• _PROBLEM SET_:
1. In the text on director compensation, what annual retainer were non-employee Directors paid in 1995?
2. Carry on the text on director compensation from the point where it ends.

COMPENSATION OF DIRECTORS
 
   
     Directors, who are not employees of the Company, were paid an annual
retainer of $16,000 in 1995. In addition, non-employee Directors were paid
$1,000 for each Board meeting attended. Each non-employee Director who was
Chairman of either the Audit, Compensation & Organization, or Finance Committees
or the Committee on Directors, was paid $1,600 for each committee meeting
attended and all other non-employee Directors were paid $800 for each committee
meeting attended. Non-employee Directors receive no other compensation from the
Company and do not participate in any of the Company's compensation plans except
for the Stock Option Plan for Directors described below. The compensation of
each non-employee Director for 1995 did not exceed $44,000.
    
 
                                       10
<PAGE>   13
 
   
     Compensation earned by each Director may be deferred, at the discretion of
such Director, pursuant to the Deferred Compensation Plan for Directors until
such time as the Director ceases to be a Director for any reason. Compensation
deferred in this manner shall be recorded in a ledger account and shall be
deemed to be invested in Company Common Stock for purposes of determining
earnings and losses in such ledger account. Actual shares of Company Common
Stock will not be held in such account and as such, each participating Director
shall have no voting or investment rights for such "shares". Dr. Dixon, Mr.

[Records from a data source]
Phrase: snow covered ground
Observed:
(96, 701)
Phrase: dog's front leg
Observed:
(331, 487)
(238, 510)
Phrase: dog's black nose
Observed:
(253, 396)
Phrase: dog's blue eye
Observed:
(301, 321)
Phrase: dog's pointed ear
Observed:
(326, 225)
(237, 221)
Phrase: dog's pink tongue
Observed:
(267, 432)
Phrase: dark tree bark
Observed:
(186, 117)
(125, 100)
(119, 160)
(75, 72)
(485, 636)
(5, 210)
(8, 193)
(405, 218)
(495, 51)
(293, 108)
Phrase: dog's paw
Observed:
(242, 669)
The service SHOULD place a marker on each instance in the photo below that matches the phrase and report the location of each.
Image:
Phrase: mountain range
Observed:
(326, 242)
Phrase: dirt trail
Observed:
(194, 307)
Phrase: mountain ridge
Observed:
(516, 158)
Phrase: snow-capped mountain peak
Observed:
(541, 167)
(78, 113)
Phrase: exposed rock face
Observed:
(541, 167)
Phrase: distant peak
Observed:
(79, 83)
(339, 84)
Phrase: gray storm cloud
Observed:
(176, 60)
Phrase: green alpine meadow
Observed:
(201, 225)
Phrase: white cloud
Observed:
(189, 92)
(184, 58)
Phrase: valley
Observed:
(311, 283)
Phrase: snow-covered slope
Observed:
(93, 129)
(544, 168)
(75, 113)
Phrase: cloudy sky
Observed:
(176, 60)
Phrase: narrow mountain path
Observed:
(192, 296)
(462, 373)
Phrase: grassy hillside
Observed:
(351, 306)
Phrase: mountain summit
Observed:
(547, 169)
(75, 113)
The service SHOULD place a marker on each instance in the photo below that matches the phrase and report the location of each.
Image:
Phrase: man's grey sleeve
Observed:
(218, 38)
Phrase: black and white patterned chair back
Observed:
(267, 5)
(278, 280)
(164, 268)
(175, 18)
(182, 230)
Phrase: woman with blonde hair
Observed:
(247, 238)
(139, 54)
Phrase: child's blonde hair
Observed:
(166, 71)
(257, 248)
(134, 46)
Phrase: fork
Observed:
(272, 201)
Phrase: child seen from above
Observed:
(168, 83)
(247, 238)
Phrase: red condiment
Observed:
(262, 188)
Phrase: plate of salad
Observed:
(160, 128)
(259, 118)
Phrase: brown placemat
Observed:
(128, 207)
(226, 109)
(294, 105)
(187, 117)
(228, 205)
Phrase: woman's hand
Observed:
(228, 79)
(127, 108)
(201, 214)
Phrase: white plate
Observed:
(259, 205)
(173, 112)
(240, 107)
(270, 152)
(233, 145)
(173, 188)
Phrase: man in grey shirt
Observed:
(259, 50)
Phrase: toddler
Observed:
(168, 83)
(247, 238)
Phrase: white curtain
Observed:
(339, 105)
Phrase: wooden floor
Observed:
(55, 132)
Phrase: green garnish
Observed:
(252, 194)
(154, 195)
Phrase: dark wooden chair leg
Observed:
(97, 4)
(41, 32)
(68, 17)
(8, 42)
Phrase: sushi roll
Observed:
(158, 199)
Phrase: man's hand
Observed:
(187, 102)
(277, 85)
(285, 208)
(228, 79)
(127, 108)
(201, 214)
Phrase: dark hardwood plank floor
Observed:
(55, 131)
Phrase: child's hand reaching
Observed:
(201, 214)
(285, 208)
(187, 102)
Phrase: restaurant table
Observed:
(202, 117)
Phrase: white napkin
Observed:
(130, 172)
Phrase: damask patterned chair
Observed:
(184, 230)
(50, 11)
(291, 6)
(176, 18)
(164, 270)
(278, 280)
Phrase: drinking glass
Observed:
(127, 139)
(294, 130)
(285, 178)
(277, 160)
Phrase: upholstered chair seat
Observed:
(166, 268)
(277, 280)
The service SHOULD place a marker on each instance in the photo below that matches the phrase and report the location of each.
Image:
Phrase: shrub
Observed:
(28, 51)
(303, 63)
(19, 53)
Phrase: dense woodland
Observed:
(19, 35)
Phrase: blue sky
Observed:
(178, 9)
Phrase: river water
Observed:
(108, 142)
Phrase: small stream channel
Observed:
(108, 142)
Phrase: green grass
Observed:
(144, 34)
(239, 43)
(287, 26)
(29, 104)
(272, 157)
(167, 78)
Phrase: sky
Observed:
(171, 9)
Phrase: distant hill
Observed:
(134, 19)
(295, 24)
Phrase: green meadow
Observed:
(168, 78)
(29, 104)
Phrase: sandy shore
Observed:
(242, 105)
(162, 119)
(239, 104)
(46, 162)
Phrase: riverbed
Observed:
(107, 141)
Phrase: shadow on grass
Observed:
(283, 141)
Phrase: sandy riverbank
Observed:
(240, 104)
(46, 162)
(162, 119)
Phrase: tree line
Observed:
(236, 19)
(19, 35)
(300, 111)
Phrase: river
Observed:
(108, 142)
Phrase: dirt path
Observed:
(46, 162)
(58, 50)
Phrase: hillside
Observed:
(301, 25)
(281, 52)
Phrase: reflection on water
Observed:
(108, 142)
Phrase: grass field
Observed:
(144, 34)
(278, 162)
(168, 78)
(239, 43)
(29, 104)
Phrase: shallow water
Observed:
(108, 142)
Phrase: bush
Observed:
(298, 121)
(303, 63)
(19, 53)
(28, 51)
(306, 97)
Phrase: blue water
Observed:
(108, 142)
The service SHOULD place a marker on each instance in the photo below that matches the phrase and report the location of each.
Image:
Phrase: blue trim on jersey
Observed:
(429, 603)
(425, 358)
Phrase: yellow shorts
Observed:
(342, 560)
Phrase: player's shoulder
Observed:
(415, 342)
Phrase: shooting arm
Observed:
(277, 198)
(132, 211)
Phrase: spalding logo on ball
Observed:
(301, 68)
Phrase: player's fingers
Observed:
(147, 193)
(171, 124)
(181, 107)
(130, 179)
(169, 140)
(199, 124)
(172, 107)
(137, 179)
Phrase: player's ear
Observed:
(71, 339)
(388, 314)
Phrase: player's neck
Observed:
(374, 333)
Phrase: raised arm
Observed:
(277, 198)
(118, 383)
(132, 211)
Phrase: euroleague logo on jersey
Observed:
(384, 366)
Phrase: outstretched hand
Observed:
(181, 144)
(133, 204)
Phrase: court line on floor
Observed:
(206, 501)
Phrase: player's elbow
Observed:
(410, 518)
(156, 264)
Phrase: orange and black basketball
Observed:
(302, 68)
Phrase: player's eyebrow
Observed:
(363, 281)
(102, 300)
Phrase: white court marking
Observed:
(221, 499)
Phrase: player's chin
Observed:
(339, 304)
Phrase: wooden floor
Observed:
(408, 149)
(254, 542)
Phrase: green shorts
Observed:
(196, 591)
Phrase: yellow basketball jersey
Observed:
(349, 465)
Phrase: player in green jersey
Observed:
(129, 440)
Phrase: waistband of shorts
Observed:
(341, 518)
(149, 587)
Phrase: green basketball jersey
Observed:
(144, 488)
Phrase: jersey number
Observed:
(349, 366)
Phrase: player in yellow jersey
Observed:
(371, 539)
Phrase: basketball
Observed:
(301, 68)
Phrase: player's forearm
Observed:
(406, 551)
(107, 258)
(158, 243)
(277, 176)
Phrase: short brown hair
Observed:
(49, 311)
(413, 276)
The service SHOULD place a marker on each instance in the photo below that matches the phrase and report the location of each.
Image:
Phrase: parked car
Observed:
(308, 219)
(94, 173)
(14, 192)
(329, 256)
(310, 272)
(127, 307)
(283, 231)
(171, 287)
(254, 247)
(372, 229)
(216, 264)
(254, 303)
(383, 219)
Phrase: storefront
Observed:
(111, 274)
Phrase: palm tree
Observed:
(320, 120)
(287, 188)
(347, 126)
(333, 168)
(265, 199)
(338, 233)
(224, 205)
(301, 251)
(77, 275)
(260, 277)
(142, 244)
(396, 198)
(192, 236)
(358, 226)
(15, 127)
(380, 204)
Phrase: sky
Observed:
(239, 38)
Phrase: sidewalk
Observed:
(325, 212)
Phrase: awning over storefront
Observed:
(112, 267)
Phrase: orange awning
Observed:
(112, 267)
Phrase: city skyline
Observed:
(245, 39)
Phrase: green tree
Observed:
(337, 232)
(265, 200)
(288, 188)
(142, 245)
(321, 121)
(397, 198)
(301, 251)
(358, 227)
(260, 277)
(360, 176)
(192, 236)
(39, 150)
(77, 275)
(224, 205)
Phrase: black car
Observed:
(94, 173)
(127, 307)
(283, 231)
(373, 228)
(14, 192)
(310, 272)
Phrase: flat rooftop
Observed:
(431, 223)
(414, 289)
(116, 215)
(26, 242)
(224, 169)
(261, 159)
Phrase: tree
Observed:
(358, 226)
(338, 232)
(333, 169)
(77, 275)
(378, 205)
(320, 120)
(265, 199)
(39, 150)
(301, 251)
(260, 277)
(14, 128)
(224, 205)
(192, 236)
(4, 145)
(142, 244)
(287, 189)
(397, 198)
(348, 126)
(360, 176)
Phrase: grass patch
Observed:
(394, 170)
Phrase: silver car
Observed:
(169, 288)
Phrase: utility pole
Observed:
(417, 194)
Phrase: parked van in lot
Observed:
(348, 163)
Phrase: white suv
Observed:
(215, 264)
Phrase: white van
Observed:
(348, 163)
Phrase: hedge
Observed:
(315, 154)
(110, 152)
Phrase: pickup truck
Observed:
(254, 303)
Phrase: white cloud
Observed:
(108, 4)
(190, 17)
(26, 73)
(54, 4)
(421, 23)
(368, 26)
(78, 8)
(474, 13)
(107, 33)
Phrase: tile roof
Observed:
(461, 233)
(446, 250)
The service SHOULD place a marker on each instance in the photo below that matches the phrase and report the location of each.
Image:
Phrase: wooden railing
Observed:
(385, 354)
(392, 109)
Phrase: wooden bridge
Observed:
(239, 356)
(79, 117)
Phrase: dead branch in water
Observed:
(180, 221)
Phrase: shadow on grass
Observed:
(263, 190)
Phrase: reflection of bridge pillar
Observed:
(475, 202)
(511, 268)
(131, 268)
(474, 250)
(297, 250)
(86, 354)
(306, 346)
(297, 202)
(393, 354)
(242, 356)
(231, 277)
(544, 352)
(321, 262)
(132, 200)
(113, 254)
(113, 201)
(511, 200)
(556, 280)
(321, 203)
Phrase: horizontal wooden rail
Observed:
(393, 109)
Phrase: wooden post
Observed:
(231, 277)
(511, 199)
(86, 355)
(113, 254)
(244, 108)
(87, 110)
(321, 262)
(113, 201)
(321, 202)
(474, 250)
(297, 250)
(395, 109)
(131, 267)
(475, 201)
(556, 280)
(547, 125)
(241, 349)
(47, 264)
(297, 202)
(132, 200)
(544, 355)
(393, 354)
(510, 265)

• _RESPONSES BY ITEM NUMBER_:
1. $16,000

2.
Slade and Mr. Whitney have each elected to defer compensation as described
herein and as of December 31, 1995, the following are the number of "shares"
represented by amounts held in their ledger accounts: Dr. Dixon 8,883 shares,
Mr. Slade 8,332 shares and Mr. Whitney 3,235 shares.
    
 
   
     Mr. Dwight C. Minton, Chairman of the Board, retired as Chief Executive
Officer and President of the Company on October 1, 1995. Effective on such date
the Company retained the services of Mr. Minton as a consultant at a rate of
$250,000 per annum. The term of such consulting arrangement shall continue until
December 31, 1996. In addition, the Company has agreed to continue Mr. Minton's
medical benefits and provide office space and administrative support during the
term of the consulting agreement. The Company has further agreed that
outstanding stock options granted to Mr. Minton shall not expire upon his
termination of employment with the Company. Mr. Minton's right to exercise such
stock options shall continue for the ten-year period commencing on the grant
dates. Mr. Minton shall receive no other fees relating to his service as
Chairman and shall not be eligible to participate in the Compensation Plan for
Directors, which is a proposal to be voted on by stockholders at this meeting.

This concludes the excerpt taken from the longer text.